* Work required *
Give back the entire listing that follows, exactly.
┌────────
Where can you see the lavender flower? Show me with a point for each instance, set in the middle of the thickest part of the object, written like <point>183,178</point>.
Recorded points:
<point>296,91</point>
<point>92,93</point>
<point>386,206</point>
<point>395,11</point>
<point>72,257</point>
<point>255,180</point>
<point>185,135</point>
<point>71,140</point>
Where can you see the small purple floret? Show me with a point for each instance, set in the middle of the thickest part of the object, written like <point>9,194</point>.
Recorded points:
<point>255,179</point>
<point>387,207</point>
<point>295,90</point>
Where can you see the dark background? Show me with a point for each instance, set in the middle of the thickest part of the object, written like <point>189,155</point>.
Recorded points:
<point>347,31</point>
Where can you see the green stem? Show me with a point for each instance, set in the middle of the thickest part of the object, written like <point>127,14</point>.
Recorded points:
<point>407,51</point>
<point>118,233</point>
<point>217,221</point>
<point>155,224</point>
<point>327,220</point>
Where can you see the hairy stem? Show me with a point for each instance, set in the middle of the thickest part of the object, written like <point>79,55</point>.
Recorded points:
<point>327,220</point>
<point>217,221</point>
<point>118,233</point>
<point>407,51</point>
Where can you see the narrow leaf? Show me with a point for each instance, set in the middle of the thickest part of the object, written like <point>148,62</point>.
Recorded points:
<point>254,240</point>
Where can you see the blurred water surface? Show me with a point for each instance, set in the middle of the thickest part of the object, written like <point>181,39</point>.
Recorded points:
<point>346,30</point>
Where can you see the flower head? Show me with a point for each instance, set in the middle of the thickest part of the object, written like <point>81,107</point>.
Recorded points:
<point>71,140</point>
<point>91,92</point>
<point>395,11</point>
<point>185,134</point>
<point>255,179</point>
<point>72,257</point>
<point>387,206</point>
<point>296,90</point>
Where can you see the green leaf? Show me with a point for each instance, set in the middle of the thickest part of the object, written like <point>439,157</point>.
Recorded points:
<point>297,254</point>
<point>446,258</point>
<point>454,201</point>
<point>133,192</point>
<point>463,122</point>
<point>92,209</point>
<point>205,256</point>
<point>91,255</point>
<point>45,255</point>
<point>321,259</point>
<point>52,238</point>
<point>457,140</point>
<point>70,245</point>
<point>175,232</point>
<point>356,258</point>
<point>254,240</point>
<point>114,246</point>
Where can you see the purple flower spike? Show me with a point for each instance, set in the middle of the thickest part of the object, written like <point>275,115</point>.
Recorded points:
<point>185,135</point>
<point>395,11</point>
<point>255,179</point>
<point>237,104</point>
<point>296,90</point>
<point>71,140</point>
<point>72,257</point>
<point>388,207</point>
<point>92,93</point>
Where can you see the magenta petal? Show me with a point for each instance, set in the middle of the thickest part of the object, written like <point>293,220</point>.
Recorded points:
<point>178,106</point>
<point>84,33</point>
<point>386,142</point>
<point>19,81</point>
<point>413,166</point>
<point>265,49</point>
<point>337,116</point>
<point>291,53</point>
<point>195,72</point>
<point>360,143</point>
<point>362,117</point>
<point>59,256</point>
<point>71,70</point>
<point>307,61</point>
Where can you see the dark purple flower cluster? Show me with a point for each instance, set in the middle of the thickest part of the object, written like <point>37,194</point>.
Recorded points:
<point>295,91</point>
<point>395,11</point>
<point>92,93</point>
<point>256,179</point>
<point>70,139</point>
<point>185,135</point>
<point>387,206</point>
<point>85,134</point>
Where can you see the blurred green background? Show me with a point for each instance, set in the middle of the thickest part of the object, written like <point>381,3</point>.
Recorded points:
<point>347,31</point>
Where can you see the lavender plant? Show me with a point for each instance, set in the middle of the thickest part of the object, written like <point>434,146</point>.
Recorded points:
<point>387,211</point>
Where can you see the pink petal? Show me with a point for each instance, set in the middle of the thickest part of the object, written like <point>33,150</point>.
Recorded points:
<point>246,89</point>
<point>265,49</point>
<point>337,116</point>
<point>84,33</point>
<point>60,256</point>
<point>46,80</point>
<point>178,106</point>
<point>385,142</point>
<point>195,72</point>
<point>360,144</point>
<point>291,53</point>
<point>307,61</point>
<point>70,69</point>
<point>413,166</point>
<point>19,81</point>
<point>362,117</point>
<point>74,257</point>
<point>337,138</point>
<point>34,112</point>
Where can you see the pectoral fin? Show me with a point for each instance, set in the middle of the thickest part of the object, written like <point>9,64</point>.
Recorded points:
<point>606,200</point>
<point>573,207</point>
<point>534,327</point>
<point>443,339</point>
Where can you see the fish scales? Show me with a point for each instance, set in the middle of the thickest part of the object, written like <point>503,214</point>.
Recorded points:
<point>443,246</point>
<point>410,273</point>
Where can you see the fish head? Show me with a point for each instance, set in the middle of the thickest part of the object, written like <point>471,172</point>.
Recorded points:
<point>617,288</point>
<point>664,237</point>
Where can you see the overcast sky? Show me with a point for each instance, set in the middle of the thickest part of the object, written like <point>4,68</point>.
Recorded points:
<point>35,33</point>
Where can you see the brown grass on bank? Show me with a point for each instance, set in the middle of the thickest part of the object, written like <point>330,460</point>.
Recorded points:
└────────
* Answer to this exercise *
Where can you see the lavender flower? Show me with a point for each instance, set in the middle of the thickest part of the object, written like <point>183,178</point>.
Recorded points:
<point>296,91</point>
<point>92,93</point>
<point>386,206</point>
<point>395,11</point>
<point>72,257</point>
<point>255,180</point>
<point>185,135</point>
<point>71,140</point>
Where can you see the small purple floret? Show me with a point for each instance, set in the middle of the thickest part of the object, written like <point>9,194</point>.
Recorded points:
<point>255,179</point>
<point>387,207</point>
<point>295,90</point>
Where can you see the dark background? Show me with a point for each instance, set in the middle of the thickest part of the object, written like <point>189,155</point>.
Recorded points:
<point>347,31</point>
Where can you see the green stem? Show me with a point for each instance, set in the middle of the thickest part of the object, written like <point>127,14</point>.
Recorded points:
<point>407,51</point>
<point>118,233</point>
<point>217,221</point>
<point>155,224</point>
<point>327,220</point>
Where can you see the hairy stem? Show me with a point for each instance, set in the middle of the thickest part of the object, written like <point>79,55</point>.
Recorded points:
<point>327,220</point>
<point>217,221</point>
<point>118,233</point>
<point>407,51</point>
Where can you see the narrow leaf? Show me with a point for each instance, set in the middle of the thickest part of the object, written like <point>148,62</point>.
Recorded points:
<point>254,240</point>
Where can you see the blurred water surface? Show me with a point for each instance, set in the middle of the thickest part of the object, written like <point>181,39</point>.
Recorded points:
<point>346,30</point>
Where can you see the flower head? Show me with a point for each instance, set in the middle of the thickest part of the object, written like <point>81,107</point>.
Recorded points:
<point>71,140</point>
<point>91,92</point>
<point>395,11</point>
<point>185,134</point>
<point>255,179</point>
<point>72,257</point>
<point>387,206</point>
<point>296,90</point>
Where can you see the green leaf? Show me with a point for each instance, set in the middle of the thickest part of the object, written like <point>439,157</point>.
Recorded points:
<point>297,254</point>
<point>446,258</point>
<point>454,201</point>
<point>133,192</point>
<point>463,122</point>
<point>92,209</point>
<point>205,256</point>
<point>91,255</point>
<point>45,255</point>
<point>321,259</point>
<point>52,238</point>
<point>457,140</point>
<point>70,245</point>
<point>175,232</point>
<point>356,258</point>
<point>254,240</point>
<point>114,246</point>
Where can you see the purple flower spike? Show me with a point for each instance, set in the middle of the thickest part of the object, written like <point>275,115</point>.
Recorded points:
<point>185,135</point>
<point>395,11</point>
<point>255,179</point>
<point>237,104</point>
<point>296,90</point>
<point>71,140</point>
<point>72,257</point>
<point>388,207</point>
<point>92,93</point>
Where can you see the magenta petal? Show me with a point for each instance, set in the middle of the thickest part of the object, written like <point>293,220</point>.
Recorded points:
<point>178,106</point>
<point>84,33</point>
<point>386,142</point>
<point>19,81</point>
<point>413,166</point>
<point>265,49</point>
<point>337,116</point>
<point>291,53</point>
<point>195,72</point>
<point>360,143</point>
<point>362,117</point>
<point>59,256</point>
<point>71,70</point>
<point>307,61</point>
Where can you see the dark purple flower cluster? Show me with a point for each instance, set in the middle of the thickest part of the object, written like <point>37,194</point>.
Recorded points:
<point>295,91</point>
<point>395,11</point>
<point>92,93</point>
<point>256,179</point>
<point>70,139</point>
<point>185,135</point>
<point>387,206</point>
<point>85,134</point>
Where can you see the blurred green background? Show me with a point for each instance, set in the middle of the thickest part of the object, written like <point>381,3</point>.
Recorded points:
<point>347,31</point>
Where can you see the lavender plant? Show me with a point for each instance, set in the middle of the thickest part of the object, written like <point>434,146</point>.
Recorded points:
<point>387,211</point>
Where can you see the pink petal? Show me with a point for each instance, set in the middle of the thickest part of the object, written like <point>33,150</point>.
Recorded points:
<point>246,89</point>
<point>265,49</point>
<point>337,116</point>
<point>84,33</point>
<point>60,256</point>
<point>46,80</point>
<point>178,106</point>
<point>385,142</point>
<point>195,72</point>
<point>360,144</point>
<point>291,53</point>
<point>307,61</point>
<point>70,69</point>
<point>413,166</point>
<point>19,81</point>
<point>362,117</point>
<point>74,257</point>
<point>337,138</point>
<point>34,112</point>
Where can you see the pectoral fin? Show me with a point for each instance, set in the middle of the thickest part of the object, written like <point>9,64</point>.
Recorded points:
<point>606,200</point>
<point>573,207</point>
<point>534,327</point>
<point>443,339</point>
Where can you see the fish scales? Show me with a point for each instance, set in the middle of the thickest part of the object, written like <point>503,214</point>.
Recorded points:
<point>443,246</point>
<point>410,273</point>
Where can you see the fish head? Show me with a point for each instance, set in the middle of the thickest part of the object, written like <point>471,172</point>.
Recorded points:
<point>617,288</point>
<point>664,237</point>
Where can you see the overcast sky? Show me with a point for each instance, set in the middle of the thickest part of the object, written like <point>4,68</point>.
Recorded points:
<point>35,33</point>
Where can you see the brown grass on bank? Show me with a point for each instance, set in the middle of the thickest part of the object, written like <point>330,460</point>.
Recorded points:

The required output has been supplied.